# start of Material to process

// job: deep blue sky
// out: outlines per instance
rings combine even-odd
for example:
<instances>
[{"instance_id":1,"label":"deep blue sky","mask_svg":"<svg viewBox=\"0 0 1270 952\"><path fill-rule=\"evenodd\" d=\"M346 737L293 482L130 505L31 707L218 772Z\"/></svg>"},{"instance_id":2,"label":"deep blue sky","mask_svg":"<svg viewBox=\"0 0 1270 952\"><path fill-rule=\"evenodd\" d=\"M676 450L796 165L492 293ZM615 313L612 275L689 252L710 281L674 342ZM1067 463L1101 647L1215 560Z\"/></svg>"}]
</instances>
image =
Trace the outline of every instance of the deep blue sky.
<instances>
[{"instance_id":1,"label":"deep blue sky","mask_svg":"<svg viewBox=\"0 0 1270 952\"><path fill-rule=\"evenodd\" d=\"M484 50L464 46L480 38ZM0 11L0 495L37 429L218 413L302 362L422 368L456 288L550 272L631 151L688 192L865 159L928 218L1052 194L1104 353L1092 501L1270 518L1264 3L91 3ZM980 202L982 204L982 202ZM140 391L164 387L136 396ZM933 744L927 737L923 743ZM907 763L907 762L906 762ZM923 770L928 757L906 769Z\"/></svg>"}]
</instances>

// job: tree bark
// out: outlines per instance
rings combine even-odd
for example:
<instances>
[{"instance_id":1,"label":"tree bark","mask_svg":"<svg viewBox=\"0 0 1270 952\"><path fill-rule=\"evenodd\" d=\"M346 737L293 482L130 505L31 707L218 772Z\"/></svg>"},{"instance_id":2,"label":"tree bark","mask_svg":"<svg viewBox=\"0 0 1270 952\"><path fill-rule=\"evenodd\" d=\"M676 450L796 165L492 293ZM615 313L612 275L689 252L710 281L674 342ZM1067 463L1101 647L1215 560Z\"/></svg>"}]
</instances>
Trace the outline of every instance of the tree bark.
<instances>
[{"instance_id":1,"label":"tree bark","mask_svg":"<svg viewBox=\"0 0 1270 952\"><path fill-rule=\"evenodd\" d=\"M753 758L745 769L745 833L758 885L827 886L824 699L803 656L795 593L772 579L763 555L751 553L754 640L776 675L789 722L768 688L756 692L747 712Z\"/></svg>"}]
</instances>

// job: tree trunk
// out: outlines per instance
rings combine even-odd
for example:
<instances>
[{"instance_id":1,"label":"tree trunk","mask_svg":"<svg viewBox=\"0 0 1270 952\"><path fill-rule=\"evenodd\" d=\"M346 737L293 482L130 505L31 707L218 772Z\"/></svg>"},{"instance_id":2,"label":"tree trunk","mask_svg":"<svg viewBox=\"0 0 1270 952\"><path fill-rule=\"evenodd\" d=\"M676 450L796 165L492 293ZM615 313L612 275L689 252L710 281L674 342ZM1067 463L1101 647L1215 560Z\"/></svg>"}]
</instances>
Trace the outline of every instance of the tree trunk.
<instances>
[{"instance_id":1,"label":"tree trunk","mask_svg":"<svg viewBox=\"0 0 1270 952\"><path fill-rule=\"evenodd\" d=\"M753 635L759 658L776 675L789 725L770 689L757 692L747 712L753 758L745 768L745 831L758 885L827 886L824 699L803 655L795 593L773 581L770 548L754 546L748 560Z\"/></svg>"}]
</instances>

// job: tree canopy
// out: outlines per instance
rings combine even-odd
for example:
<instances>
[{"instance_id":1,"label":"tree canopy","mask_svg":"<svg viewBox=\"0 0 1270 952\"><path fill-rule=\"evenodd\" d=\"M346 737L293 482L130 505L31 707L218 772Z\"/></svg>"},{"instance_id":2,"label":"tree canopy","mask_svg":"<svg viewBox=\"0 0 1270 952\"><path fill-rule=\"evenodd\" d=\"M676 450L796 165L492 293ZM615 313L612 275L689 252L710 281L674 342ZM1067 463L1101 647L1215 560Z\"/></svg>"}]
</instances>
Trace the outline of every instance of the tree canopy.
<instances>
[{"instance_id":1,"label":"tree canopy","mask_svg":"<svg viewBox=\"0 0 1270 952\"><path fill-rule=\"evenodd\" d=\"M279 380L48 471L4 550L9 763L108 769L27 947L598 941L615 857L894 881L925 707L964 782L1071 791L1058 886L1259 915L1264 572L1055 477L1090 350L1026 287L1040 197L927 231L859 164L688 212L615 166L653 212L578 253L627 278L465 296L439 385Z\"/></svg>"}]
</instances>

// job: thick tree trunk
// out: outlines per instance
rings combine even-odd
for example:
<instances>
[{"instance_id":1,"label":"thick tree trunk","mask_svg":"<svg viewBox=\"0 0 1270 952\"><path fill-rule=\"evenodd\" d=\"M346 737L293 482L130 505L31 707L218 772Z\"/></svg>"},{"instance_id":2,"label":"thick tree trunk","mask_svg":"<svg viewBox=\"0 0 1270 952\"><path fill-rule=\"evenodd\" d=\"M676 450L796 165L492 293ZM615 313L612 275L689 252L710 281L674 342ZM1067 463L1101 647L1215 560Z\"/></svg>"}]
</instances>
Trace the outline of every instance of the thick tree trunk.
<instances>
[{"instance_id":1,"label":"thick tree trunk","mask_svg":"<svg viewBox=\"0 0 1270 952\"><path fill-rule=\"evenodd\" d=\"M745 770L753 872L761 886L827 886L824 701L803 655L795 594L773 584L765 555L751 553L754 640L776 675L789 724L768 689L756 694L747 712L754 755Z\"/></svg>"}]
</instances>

# end of Material to process

_What to produce_. Pull out each line of the records above that contains the word "every", and copy those lines in their original order. Match the word with case sensitivity.

_Result of this task_.
Trace the outline of every instance of the deep blue sky.
Trace the outline of every instance of the tree bark.
Trace the outline of every instance of the tree trunk.
Trace the outline of every instance of the tree canopy.
Trace the outline of every instance of the thick tree trunk.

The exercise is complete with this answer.